- Named-object pointing records
[Begin]

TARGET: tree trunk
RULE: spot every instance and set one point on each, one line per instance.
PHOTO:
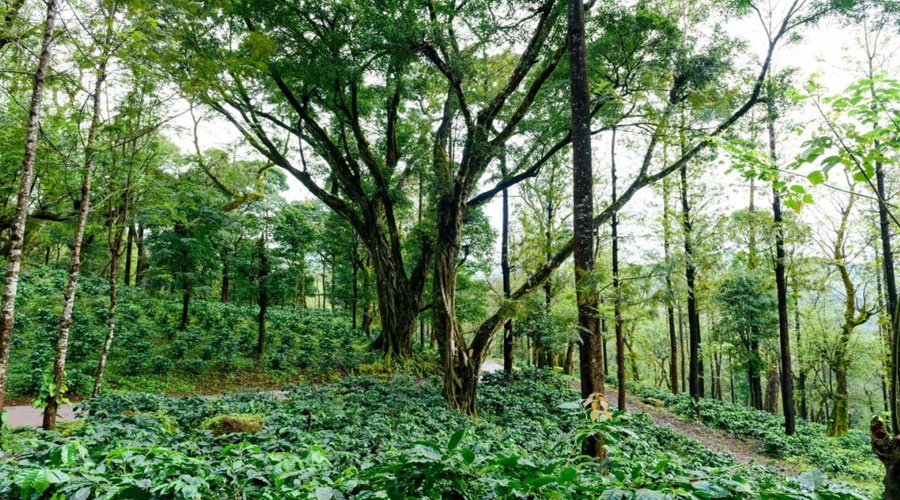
(694, 375)
(670, 293)
(185, 307)
(887, 449)
(508, 340)
(226, 277)
(142, 263)
(617, 298)
(398, 295)
(129, 243)
(17, 228)
(111, 321)
(263, 298)
(84, 209)
(754, 365)
(787, 379)
(839, 423)
(592, 379)
(354, 297)
(682, 350)
(770, 403)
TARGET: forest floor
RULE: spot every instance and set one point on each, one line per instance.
(743, 450)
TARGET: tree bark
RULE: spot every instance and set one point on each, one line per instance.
(17, 229)
(887, 449)
(801, 379)
(128, 245)
(591, 367)
(787, 379)
(226, 277)
(263, 297)
(670, 293)
(185, 308)
(142, 263)
(617, 292)
(508, 340)
(84, 209)
(694, 374)
(754, 369)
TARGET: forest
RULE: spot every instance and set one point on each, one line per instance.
(454, 249)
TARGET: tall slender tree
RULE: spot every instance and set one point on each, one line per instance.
(591, 357)
(508, 340)
(26, 178)
(617, 291)
(84, 209)
(787, 378)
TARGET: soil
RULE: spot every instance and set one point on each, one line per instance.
(744, 451)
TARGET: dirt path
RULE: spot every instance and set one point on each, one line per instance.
(744, 451)
(29, 416)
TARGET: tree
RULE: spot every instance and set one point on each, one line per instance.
(14, 260)
(787, 378)
(746, 321)
(855, 313)
(591, 356)
(84, 209)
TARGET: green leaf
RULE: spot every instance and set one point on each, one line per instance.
(568, 475)
(455, 439)
(816, 177)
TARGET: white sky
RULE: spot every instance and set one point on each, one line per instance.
(826, 50)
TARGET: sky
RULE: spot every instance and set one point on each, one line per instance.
(826, 50)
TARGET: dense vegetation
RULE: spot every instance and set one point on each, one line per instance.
(215, 353)
(374, 438)
(373, 203)
(847, 457)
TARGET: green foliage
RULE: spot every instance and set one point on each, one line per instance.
(847, 457)
(151, 353)
(368, 438)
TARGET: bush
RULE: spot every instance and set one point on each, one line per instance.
(365, 438)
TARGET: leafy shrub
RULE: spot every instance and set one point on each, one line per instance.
(848, 456)
(370, 438)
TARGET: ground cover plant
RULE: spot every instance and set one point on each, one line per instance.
(214, 353)
(371, 438)
(848, 457)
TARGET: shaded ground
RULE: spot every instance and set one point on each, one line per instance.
(742, 450)
(29, 416)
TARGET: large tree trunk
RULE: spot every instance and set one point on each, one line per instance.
(398, 297)
(508, 340)
(128, 245)
(801, 378)
(839, 423)
(754, 365)
(460, 369)
(887, 449)
(592, 379)
(185, 308)
(142, 263)
(787, 379)
(112, 313)
(770, 402)
(670, 293)
(84, 209)
(695, 386)
(17, 228)
(226, 277)
(617, 298)
(263, 298)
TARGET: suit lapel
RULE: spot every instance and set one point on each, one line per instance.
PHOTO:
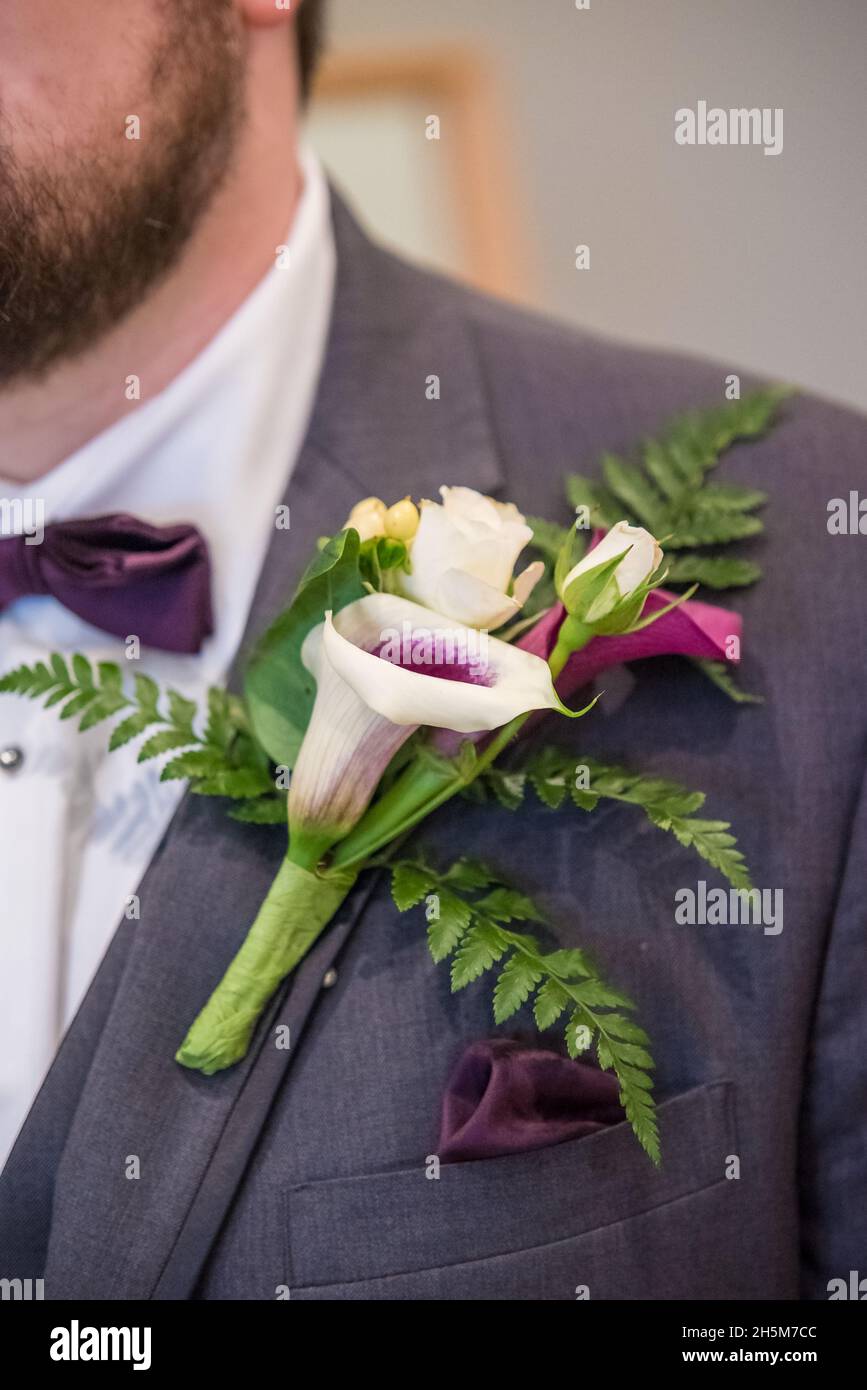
(154, 1153)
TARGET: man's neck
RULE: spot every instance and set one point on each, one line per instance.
(43, 421)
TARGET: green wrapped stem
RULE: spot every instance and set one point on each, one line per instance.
(296, 911)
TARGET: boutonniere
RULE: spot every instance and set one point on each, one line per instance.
(402, 674)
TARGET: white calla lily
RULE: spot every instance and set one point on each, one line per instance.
(463, 558)
(385, 666)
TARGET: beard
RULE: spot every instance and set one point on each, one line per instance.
(84, 243)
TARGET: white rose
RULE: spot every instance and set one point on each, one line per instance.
(463, 559)
(641, 558)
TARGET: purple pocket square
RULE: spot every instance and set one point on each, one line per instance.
(506, 1097)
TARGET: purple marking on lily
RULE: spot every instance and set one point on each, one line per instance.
(411, 658)
(694, 628)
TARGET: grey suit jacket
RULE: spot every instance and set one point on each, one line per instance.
(304, 1169)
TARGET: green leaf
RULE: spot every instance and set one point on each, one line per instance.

[End]

- Set exercise
Print the entries above exactly, taking out only the pictures.

- Exercise solution
TARGET: tree trunk
RULE: spot every instance and set one point on each, one line per instance.
PHOTO:
(694, 375)
(670, 293)
(185, 307)
(887, 449)
(508, 340)
(226, 277)
(142, 263)
(617, 298)
(398, 295)
(129, 243)
(17, 228)
(111, 321)
(263, 298)
(84, 209)
(754, 365)
(787, 379)
(839, 423)
(592, 379)
(354, 297)
(682, 350)
(770, 403)
TARGET: forest floor
RULE: spot every instance and set one point on each, one line per instance.
(743, 450)
TARGET: tree bark
RULE: spot every instance and set one point on each, one line per instance.
(17, 229)
(887, 449)
(801, 379)
(128, 245)
(591, 367)
(787, 379)
(226, 277)
(263, 297)
(670, 293)
(185, 308)
(142, 263)
(617, 292)
(508, 340)
(84, 209)
(694, 374)
(754, 369)
TARGET: forest
RULE: spot every instance and set one point on each, one line per instance.
(454, 249)
TARGET: tall slender tree
RULE: spot every instance and set one point on each, one line per instance.
(591, 357)
(508, 340)
(26, 178)
(617, 291)
(84, 209)
(787, 378)
TARGET: soil
RULE: spot every instance and set one point on each, one line per instance.
(744, 451)
TARGET: dirt path
RULE: spot every instance and set one point on each, one line per instance.
(744, 451)
(29, 416)
TARGET: tree
RULE: spot every instance and set one point on each, one line per instance.
(14, 260)
(787, 378)
(746, 321)
(855, 313)
(591, 356)
(84, 209)
TARGET: green leaf
RULE: spot every instance and set one point on each, one line per instance.
(568, 475)
(455, 439)
(816, 177)
TARGET: white sky
RULE: spot every instance and set one point on each, one line per instance.
(826, 50)
TARGET: sky
RULE: spot every instance and set one point on each, one line per instance.
(826, 50)
TARGET: dense vegetation
RULE: spot every instance and set one point on each, one line per instance.
(215, 353)
(374, 438)
(373, 203)
(847, 457)
TARGET: green foliage
RULE: spot every instance and set one point on each, one line per instance.
(847, 457)
(151, 353)
(368, 438)
TARGET: bush
RULE: spot every instance and set one point on each, one line per instance.
(365, 438)
TARGET: leafy shrub
RULE: spot every instance and set one point on each, one line per instance.
(848, 456)
(370, 438)
TARGET: ground cover plant
RULE: spot every instance and set one point on each, one line per instance.
(214, 353)
(371, 438)
(848, 457)
TARGET: shaded ground
RULE: spot every instance and set one point on each, one line per instance.
(742, 450)
(29, 416)
TARGET: large tree trunk
RULE: spot every instance and set one point on each, one line per instance.
(398, 297)
(508, 340)
(128, 245)
(801, 378)
(839, 423)
(754, 365)
(460, 369)
(887, 449)
(592, 379)
(185, 308)
(142, 263)
(787, 379)
(112, 313)
(770, 402)
(670, 293)
(84, 209)
(695, 386)
(17, 228)
(226, 277)
(617, 298)
(263, 298)
TARGET: suit lapel
RULE: spot every instance and set one point on each, one line per instance.
PHOTO:
(154, 1153)
TARGET: man's neck
RULE: spot every instance and set one point on each, one line per instance.
(43, 421)
TARGET: green wrapped stem
RULE: spot every instance and set one point on each, one line per instance.
(296, 911)
TARGET: boutonniere
RULE: spot every instance and set one point on each, one line per instance.
(402, 674)
TARGET: white calla lily
RULE: spot every instance and set one point on each, one line per instance.
(463, 558)
(385, 666)
TARGET: beard
RULE: spot every instance and set one point on each, one line per instance.
(84, 243)
TARGET: white rose
RULE: spot every instance and set one point on each, one line per instance.
(463, 559)
(641, 558)
TARGET: purple pocket square
RULE: spot every instance and set one point on each, one line per instance.
(506, 1097)
TARGET: purple marking on lily
RULE: spot every instance and set one point on each, one line per instance.
(411, 658)
(694, 628)
TARGET: grey suit jacket
RULE: spot every instance and set one point on each, one line per instance.
(304, 1169)
TARGET: green leaf
RULE: spot every instance and set one point on each, one line per instance.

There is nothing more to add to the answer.